[Exercise task] Render the records below as a Markdown table with the columns Row and Line, one numbered row per line, skipping blank lines and leaving out the pictures.

[Dataset rows]
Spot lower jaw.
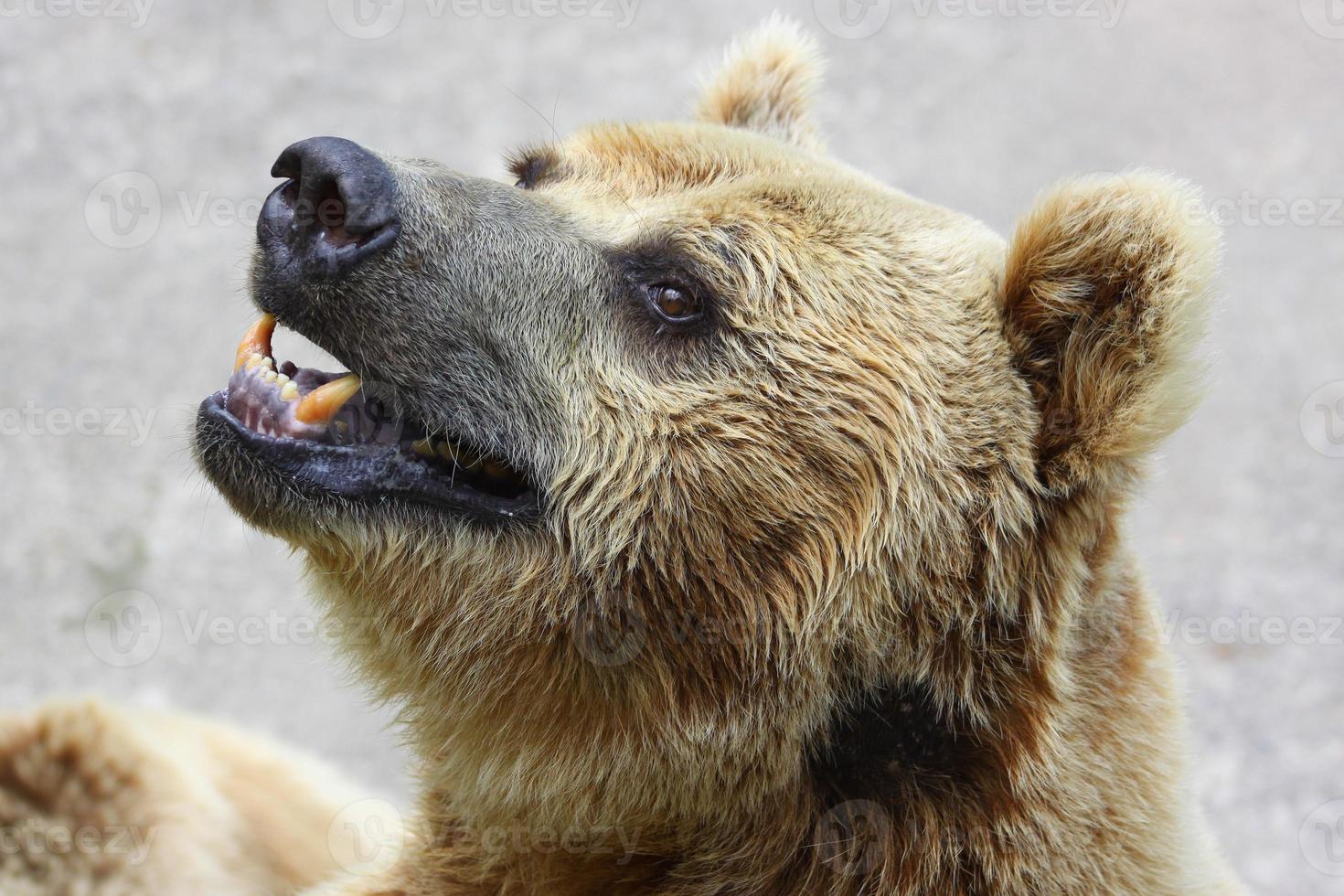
[197,391,539,525]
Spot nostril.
[258,137,400,272]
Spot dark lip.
[197,389,540,524]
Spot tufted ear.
[1003,172,1219,493]
[696,15,823,151]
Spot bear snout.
[257,137,400,280]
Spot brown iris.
[649,283,700,323]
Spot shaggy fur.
[0,16,1238,896]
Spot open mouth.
[200,315,539,518]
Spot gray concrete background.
[0,0,1344,893]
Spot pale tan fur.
[0,16,1239,896]
[0,699,392,896]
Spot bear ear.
[1003,172,1219,493]
[696,15,823,151]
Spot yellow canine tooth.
[294,373,358,423]
[234,315,275,371]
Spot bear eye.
[649,283,704,324]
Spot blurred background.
[0,0,1344,893]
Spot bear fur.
[0,20,1241,896]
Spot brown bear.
[0,16,1239,896]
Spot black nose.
[257,137,400,277]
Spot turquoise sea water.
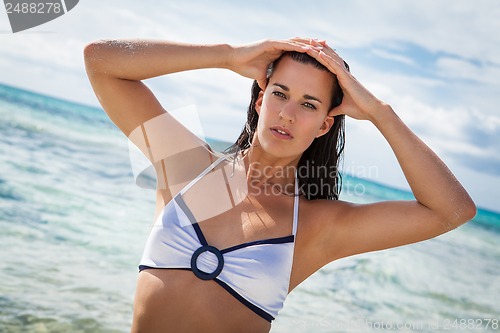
[0,84,500,332]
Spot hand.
[228,39,311,89]
[293,38,385,121]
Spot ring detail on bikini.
[191,245,224,280]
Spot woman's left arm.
[298,41,476,261]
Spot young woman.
[85,38,476,333]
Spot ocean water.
[0,84,500,333]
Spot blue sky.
[0,0,500,211]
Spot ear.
[316,115,335,138]
[255,90,264,116]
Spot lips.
[270,126,293,139]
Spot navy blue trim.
[220,235,295,253]
[139,265,191,272]
[191,245,224,280]
[193,223,208,246]
[175,195,208,245]
[214,279,274,322]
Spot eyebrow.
[273,83,323,103]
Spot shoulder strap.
[177,155,226,196]
[292,174,300,236]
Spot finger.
[273,40,311,52]
[328,105,344,117]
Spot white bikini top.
[139,156,299,322]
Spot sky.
[0,0,500,211]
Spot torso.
[132,152,336,332]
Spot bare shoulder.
[297,195,460,270]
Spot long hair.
[226,52,349,200]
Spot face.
[255,57,334,157]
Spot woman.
[85,38,476,332]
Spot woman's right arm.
[84,40,231,136]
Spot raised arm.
[296,38,476,263]
[84,40,234,136]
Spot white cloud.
[0,0,500,208]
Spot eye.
[273,91,286,98]
[302,102,316,110]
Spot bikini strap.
[177,155,227,196]
[292,173,300,236]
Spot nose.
[279,102,296,124]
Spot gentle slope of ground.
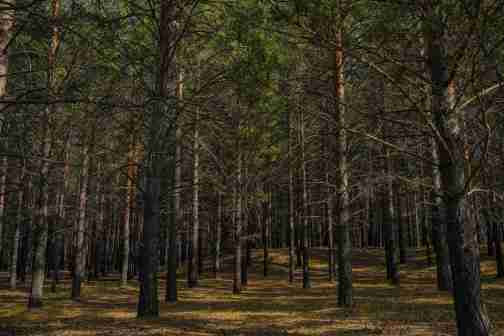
[0,250,504,336]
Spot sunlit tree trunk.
[28,0,61,308]
[72,140,90,300]
[9,162,26,289]
[426,5,490,336]
[188,110,200,288]
[299,107,311,288]
[0,0,16,257]
[233,152,243,294]
[334,22,353,307]
[288,106,296,283]
[121,143,136,287]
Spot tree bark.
[188,110,200,288]
[28,0,61,308]
[233,153,242,294]
[288,109,296,283]
[72,144,90,300]
[334,25,353,307]
[9,162,26,290]
[0,0,15,258]
[426,10,490,336]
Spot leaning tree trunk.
[0,0,15,256]
[72,144,90,300]
[334,22,353,307]
[426,11,490,336]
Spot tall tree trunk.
[0,158,8,258]
[431,138,453,291]
[262,190,272,278]
[334,25,353,307]
[214,191,222,277]
[9,162,26,289]
[288,109,296,283]
[28,0,61,308]
[493,214,504,278]
[188,110,200,288]
[137,173,161,318]
[299,109,311,288]
[233,153,243,294]
[383,147,399,285]
[0,0,16,263]
[426,11,490,336]
[72,140,90,300]
[121,144,136,287]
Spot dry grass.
[0,250,504,336]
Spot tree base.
[28,296,43,309]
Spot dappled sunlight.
[0,250,504,336]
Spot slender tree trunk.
[214,191,222,277]
[0,158,8,258]
[493,215,504,278]
[262,191,272,278]
[28,0,61,308]
[233,152,243,294]
[121,144,136,287]
[383,147,399,285]
[9,162,26,290]
[288,112,296,283]
[0,0,15,263]
[334,25,353,307]
[431,136,453,291]
[137,173,161,318]
[72,144,90,300]
[299,109,311,288]
[188,111,200,288]
[395,184,408,264]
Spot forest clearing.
[0,249,504,336]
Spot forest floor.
[0,250,504,336]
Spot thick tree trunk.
[233,155,243,294]
[28,125,51,308]
[137,176,161,318]
[431,139,453,291]
[188,111,200,288]
[72,144,90,300]
[426,12,490,336]
[334,24,353,307]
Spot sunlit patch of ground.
[0,249,504,336]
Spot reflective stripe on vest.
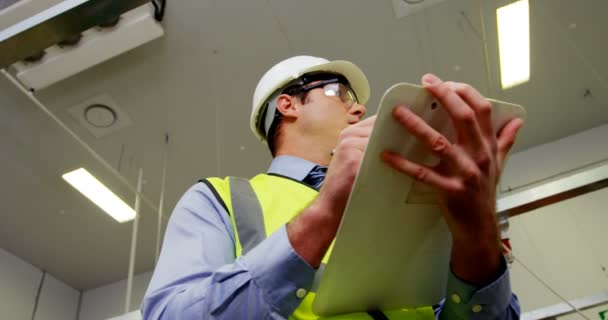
[207,174,435,320]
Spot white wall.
[501,125,608,320]
[0,249,79,320]
[78,272,152,320]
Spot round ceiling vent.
[84,104,118,128]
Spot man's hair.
[266,91,309,157]
[262,72,348,157]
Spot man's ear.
[277,94,299,118]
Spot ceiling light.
[62,168,135,223]
[496,0,530,89]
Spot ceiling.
[0,0,608,290]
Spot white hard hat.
[250,56,369,141]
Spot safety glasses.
[283,78,358,109]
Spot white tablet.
[313,83,525,316]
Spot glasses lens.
[323,83,357,108]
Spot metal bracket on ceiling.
[0,0,150,69]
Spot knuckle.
[436,82,452,99]
[414,167,429,182]
[431,135,450,154]
[475,152,492,170]
[458,109,476,124]
[463,167,481,187]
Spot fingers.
[393,106,477,176]
[447,82,494,138]
[380,151,459,190]
[422,74,484,153]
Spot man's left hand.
[382,74,523,284]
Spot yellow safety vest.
[206,174,435,320]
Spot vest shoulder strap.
[228,177,266,256]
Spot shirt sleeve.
[141,183,315,320]
[438,258,521,320]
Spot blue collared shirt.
[141,156,520,320]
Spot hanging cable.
[151,0,167,22]
[502,243,591,320]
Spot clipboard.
[313,83,525,316]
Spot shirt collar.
[268,156,317,181]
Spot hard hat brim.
[251,60,370,141]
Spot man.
[142,56,522,320]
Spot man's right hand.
[317,116,376,221]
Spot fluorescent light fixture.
[62,168,135,223]
[496,0,530,89]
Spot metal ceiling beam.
[0,0,150,69]
[497,164,608,217]
[521,291,608,320]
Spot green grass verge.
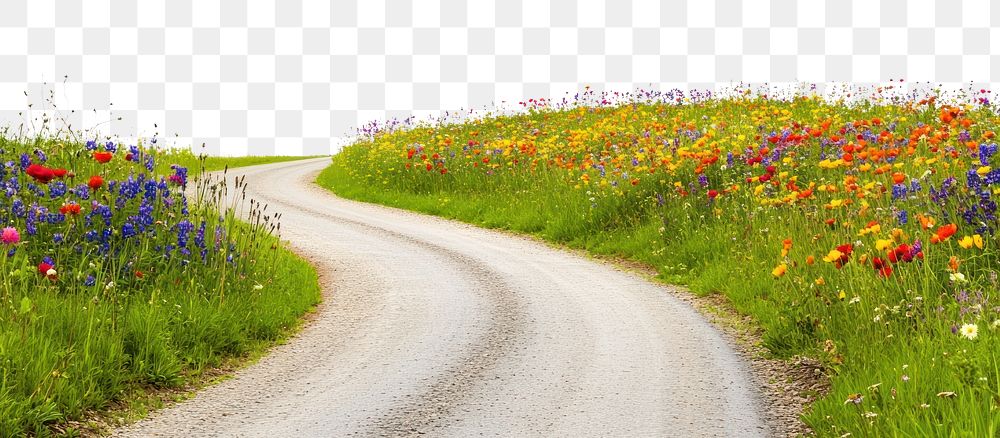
[317,94,1000,437]
[0,138,321,437]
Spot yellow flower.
[771,263,788,277]
[958,236,972,249]
[875,239,892,251]
[823,249,844,263]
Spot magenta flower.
[0,227,21,245]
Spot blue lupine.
[122,222,138,239]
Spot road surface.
[116,158,770,437]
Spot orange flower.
[771,263,788,277]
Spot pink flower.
[0,227,21,245]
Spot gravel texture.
[115,158,772,437]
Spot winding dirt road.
[116,158,770,437]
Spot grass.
[318,90,1000,436]
[156,149,319,173]
[0,138,320,436]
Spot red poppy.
[87,175,104,190]
[24,164,56,184]
[872,257,888,270]
[94,152,113,164]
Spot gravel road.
[115,158,770,437]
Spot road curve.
[115,158,770,437]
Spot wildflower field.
[0,135,319,436]
[319,90,1000,436]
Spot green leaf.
[18,297,31,315]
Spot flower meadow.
[319,86,1000,436]
[0,135,319,436]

[Result for this exercise]
| Row | Line |
|---|---|
| 1 | Spot lower jaw. |
| 2 | [197,391,539,525] |
| 3 | Spot nostril. |
| 4 | [258,137,400,272] |
| 5 | Spot dark lip. |
| 6 | [197,389,540,524] |
| 7 | Spot tufted ear. |
| 8 | [1003,172,1219,493] |
| 9 | [696,15,823,151] |
| 10 | Spot bear snout. |
| 11 | [257,137,400,280] |
| 12 | Spot brown iris. |
| 13 | [649,283,700,323] |
| 14 | Spot shaggy fur. |
| 15 | [0,16,1238,896] |
| 16 | Spot open mouth. |
| 17 | [200,315,539,518] |
| 18 | Spot gray concrete background. |
| 19 | [0,0,1344,893] |
| 20 | Spot pale tan fur. |
| 21 | [0,16,1239,896] |
| 22 | [0,699,392,896] |
| 23 | Spot bear ear. |
| 24 | [1003,172,1219,493] |
| 25 | [696,15,823,151] |
| 26 | Spot yellow canine tooth. |
| 27 | [294,373,358,423] |
| 28 | [234,315,275,371] |
| 29 | Spot bear eye. |
| 30 | [649,283,704,324] |
| 31 | Spot blurred background. |
| 32 | [0,0,1344,893] |
| 33 | Spot bear fur. |
| 34 | [0,20,1241,896] |
| 35 | Spot brown bear. |
| 36 | [0,16,1239,896] |
| 37 | Spot black nose. |
| 38 | [257,137,400,277] |
| 39 | Spot turquoise sea water. |
| 40 | [0,84,500,332] |
| 41 | Spot hand. |
| 42 | [228,39,311,89] |
| 43 | [293,38,385,121] |
| 44 | Spot ring detail on bikini. |
| 45 | [191,245,224,280] |
| 46 | Spot woman's left arm. |
| 47 | [298,41,476,261] |
| 48 | Spot young woman. |
| 49 | [85,38,476,333] |
| 50 | Spot ocean water. |
| 51 | [0,84,500,333] |
| 52 | Spot blue sky. |
| 53 | [0,0,500,211] |
| 54 | Spot ear. |
| 55 | [316,115,335,138] |
| 56 | [255,90,264,116] |
| 57 | Spot lips. |
| 58 | [270,126,293,139] |
| 59 | Spot navy blue trim. |
| 60 | [220,235,295,253] |
| 61 | [139,265,191,272] |
| 62 | [191,245,224,280] |
| 63 | [193,223,208,246] |
| 64 | [175,195,208,245] |
| 65 | [214,279,274,322] |
| 66 | Spot eyebrow. |
| 67 | [273,83,323,103] |
| 68 | Spot shoulder strap. |
| 69 | [177,155,226,196] |
| 70 | [292,174,300,236] |
| 71 | Spot finger. |
| 72 | [273,40,311,52] |
| 73 | [328,105,344,117] |
| 74 | Spot white bikini top. |
| 75 | [139,156,299,322] |
| 76 | Spot sky. |
| 77 | [0,0,500,211] |
| 78 | Spot torso. |
| 79 | [132,152,336,332] |
| 80 | Spot bare shoulder. |
| 81 | [297,195,460,270] |
| 82 | Spot long hair. |
| 83 | [226,52,349,200] |
| 84 | Spot face. |
| 85 | [255,57,334,157] |
| 86 | Spot woman. |
| 87 | [85,38,476,332] |
| 88 | Spot woman's right arm. |
| 89 | [84,40,231,136] |
| 90 | Spot raised arm. |
| 91 | [296,38,476,263] |
| 92 | [84,40,234,136] |
| 93 | Spot white cloud. |
| 94 | [0,0,500,208] |
| 95 | Spot eye. |
| 96 | [273,91,286,98] |
| 97 | [302,102,316,110] |
| 98 | Spot bikini strap. |
| 99 | [177,155,227,196] |
| 100 | [292,173,300,236] |
| 101 | Spot nose. |
| 102 | [279,102,296,124] |
| 103 | Spot gentle slope of ground. |
| 104 | [0,250,504,336] |
| 105 | Spot sunlit tree trunk. |
| 106 | [28,0,61,308] |
| 107 | [72,140,90,300] |
| 108 | [9,162,26,289] |
| 109 | [426,5,490,336] |
| 110 | [188,110,200,288] |
| 111 | [299,107,311,288] |
| 112 | [0,0,16,257] |
| 113 | [233,152,243,294] |
| 114 | [334,22,353,307] |
| 115 | [288,106,296,283] |
| 116 | [121,143,136,287] |
| 117 | Spot tree bark. |
| 118 | [188,110,200,288] |
| 119 | [28,0,61,308] |
| 120 | [233,153,242,294] |
| 121 | [288,109,296,283] |
| 122 | [72,144,90,300] |
| 123 | [334,25,353,307] |
| 124 | [9,162,26,290] |
| 125 | [0,0,15,258] |
| 126 | [426,10,490,336] |
| 127 | Spot leaning tree trunk. |
| 128 | [0,0,15,256] |
| 129 | [72,144,90,300] |
| 130 | [334,22,353,307] |
| 131 | [426,11,490,336] |
| 132 | Spot tall tree trunk. |
| 133 | [0,158,8,258] |
| 134 | [431,138,453,291] |
| 135 | [262,190,272,278] |
| 136 | [334,25,353,307] |
| 137 | [214,191,222,277] |
| 138 | [9,162,26,289] |
| 139 | [288,109,296,283] |
| 140 | [28,0,61,308] |
| 141 | [493,214,504,278] |
| 142 | [188,110,200,288] |
| 143 | [137,173,161,318] |
| 144 | [299,109,311,288] |
| 145 | [233,153,243,294] |
| 146 | [383,147,399,285] |
| 147 | [0,0,16,263] |
| 148 | [426,11,490,336] |
| 149 | [72,140,90,300] |
| 150 | [121,144,136,287] |
| 151 | Spot dry grass. |
| 152 | [0,250,504,336] |
| 153 | Spot tree base. |
| 154 | [28,296,43,309] |
| 155 | Spot dappled sunlight. |
| 156 | [0,250,504,336] |
| 157 | Spot slender tree trunk. |
| 158 | [214,191,222,277] |
| 159 | [0,158,8,258] |
| 160 | [493,215,504,278] |
| 161 | [262,191,272,278] |
| 162 | [28,0,61,308] |
| 163 | [233,152,243,294] |
| 164 | [121,144,136,287] |
| 165 | [383,147,399,285] |
| 166 | [9,162,26,290] |
| 167 | [288,112,296,283] |
| 168 | [0,0,15,263] |
| 169 | [334,25,353,307] |
| 170 | [431,136,453,291] |
| 171 | [137,173,161,318] |
| 172 | [72,144,90,300] |
| 173 | [299,109,311,288] |
| 174 | [188,111,200,288] |
| 175 | [395,184,408,264] |
| 176 | Spot forest clearing. |
| 177 | [0,249,504,336] |
| 178 | Spot forest floor. |
| 179 | [0,250,504,336] |
| 180 | Spot thick tree trunk. |
| 181 | [233,155,243,294] |
| 182 | [28,125,51,308] |
| 183 | [137,176,161,318] |
| 184 | [431,139,453,291] |
| 185 | [188,111,200,288] |
| 186 | [72,144,90,300] |
| 187 | [426,12,490,336] |
| 188 | [334,24,353,307] |
| 189 | Spot sunlit patch of ground. |
| 190 | [0,249,504,336] |
| 191 | Spot reflective stripe on vest. |
| 192 | [207,174,435,320] |
| 193 | Spot white wall. |
| 194 | [501,125,608,320] |
| 195 | [0,249,79,320] |
| 196 | [78,272,152,320] |
| 197 | Spot round ceiling vent. |
| 198 | [84,104,118,128] |
| 199 | Spot man's hair. |
| 200 | [266,91,309,157] |
| 201 | [262,72,348,157] |
| 202 | Spot man's ear. |
| 203 | [277,94,299,118] |
| 204 | Spot ceiling light. |
| 205 | [62,168,135,223] |
| 206 | [496,0,530,89] |
| 207 | Spot ceiling. |
| 208 | [0,0,608,290] |
| 209 | Spot white hard hat. |
| 210 | [250,56,369,141] |
| 211 | Spot safety glasses. |
| 212 | [283,78,358,109] |
| 213 | Spot white tablet. |
| 214 | [313,83,525,316] |
| 215 | Spot glasses lens. |
| 216 | [323,83,357,108] |
| 217 | Spot metal bracket on ceiling. |
| 218 | [0,0,150,69] |
| 219 | Spot knuckle. |
| 220 | [436,82,452,99] |
| 221 | [414,167,429,182] |
| 222 | [431,135,450,154] |
| 223 | [475,152,492,170] |
| 224 | [458,109,476,124] |
| 225 | [463,167,481,187] |
| 226 | Spot fingers. |
| 227 | [393,106,477,176] |
| 228 | [447,82,494,138] |
| 229 | [380,151,459,190] |
| 230 | [422,74,484,153] |
| 231 | Spot man's left hand. |
| 232 | [382,74,523,284] |
| 233 | Spot yellow safety vest. |
| 234 | [206,174,435,320] |
| 235 | Spot vest shoulder strap. |
| 236 | [228,177,266,256] |
| 237 | Spot shirt sleeve. |
| 238 | [141,183,315,320] |
| 239 | [438,258,521,320] |
| 240 | Spot blue collared shirt. |
| 241 | [141,156,520,320] |
| 242 | Spot hanging cable. |
| 243 | [151,0,167,22] |
| 244 | [502,243,591,320] |
| 245 | Spot clipboard. |
| 246 | [313,83,525,316] |
| 247 | Spot shirt collar. |
| 248 | [268,156,317,181] |
| 249 | Spot hard hat brim. |
| 250 | [251,60,370,141] |
| 251 | Spot man. |
| 252 | [142,56,522,320] |
| 253 | Spot man's right hand. |
| 254 | [317,116,376,221] |
| 255 | Spot fluorescent light fixture. |
| 256 | [62,168,135,223] |
| 257 | [496,0,530,89] |
| 258 | Spot metal ceiling beam. |
| 259 | [0,0,150,69] |
| 260 | [497,164,608,217] |
| 261 | [521,291,608,320] |
| 262 | Spot green grass verge. |
| 263 | [317,94,1000,437] |
| 264 | [0,138,321,437] |
| 265 | Spot yellow flower. |
| 266 | [771,263,788,277] |
| 267 | [958,236,972,249] |
| 268 | [875,239,892,251] |
| 269 | [823,249,844,263] |
| 270 | Spot magenta flower. |
| 271 | [0,227,21,245] |
| 272 | Spot blue lupine. |
| 273 | [122,222,138,239] |
| 274 | Spot road surface. |
| 275 | [116,158,770,437] |
| 276 | Spot orange flower. |
| 277 | [771,263,788,277] |
| 278 | Spot pink flower. |
| 279 | [0,227,21,245] |
| 280 | Spot gravel texture. |
| 281 | [115,158,772,437] |
| 282 | Spot winding dirt road. |
| 283 | [116,158,770,437] |
| 284 | Spot grass. |
| 285 | [318,90,1000,436] |
| 286 | [156,149,319,173] |
| 287 | [0,138,320,436] |
| 288 | Spot red poppy. |
| 289 | [87,175,104,190] |
| 290 | [24,164,56,184] |
| 291 | [872,257,888,270] |
| 292 | [94,152,113,164] |
| 293 | Spot gravel road. |
| 294 | [115,158,770,437] |
| 295 | Spot road curve. |
| 296 | [115,158,770,437] |
| 297 | Spot wildflower field. |
| 298 | [0,135,319,436] |
| 299 | [319,90,1000,436] |
| 300 | Spot green leaf. |
| 301 | [18,297,31,315] |
| 302 | Spot flower meadow. |
| 303 | [319,86,1000,436] |
| 304 | [0,135,319,436] |